### The exercise:
Switch "window frame trim" to "door frame trim" in the items below and give them again with nothing else changed. Leave the pictures out.

### Given information:

--- Begin ---

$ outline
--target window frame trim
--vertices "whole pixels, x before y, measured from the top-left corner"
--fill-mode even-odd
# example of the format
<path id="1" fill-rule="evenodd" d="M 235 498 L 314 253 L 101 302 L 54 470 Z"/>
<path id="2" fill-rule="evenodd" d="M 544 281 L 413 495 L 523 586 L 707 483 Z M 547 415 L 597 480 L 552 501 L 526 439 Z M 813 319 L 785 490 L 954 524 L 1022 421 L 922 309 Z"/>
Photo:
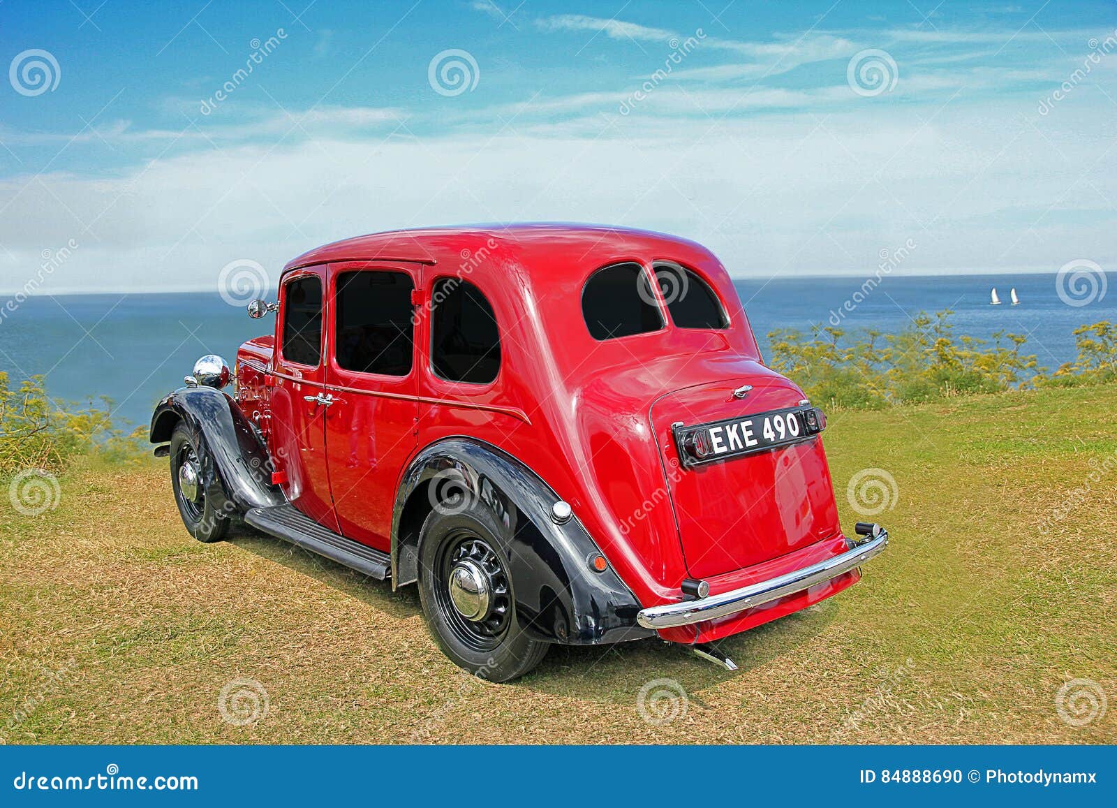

--- End ---

### Task output:
$ outline
--target door frame trim
--vertices "whole pixels, x before y, measured from the top-left corner"
--fill-mode even-odd
# example of the format
<path id="1" fill-rule="evenodd" d="M 235 498 L 314 253 L 101 302 L 54 470 Z"/>
<path id="2" fill-rule="evenodd" d="M 544 281 L 413 495 L 523 586 L 707 483 Z M 547 415 L 597 480 L 552 501 L 526 439 Z M 813 319 L 785 490 L 954 524 L 1022 421 L 922 309 Z"/>
Photo:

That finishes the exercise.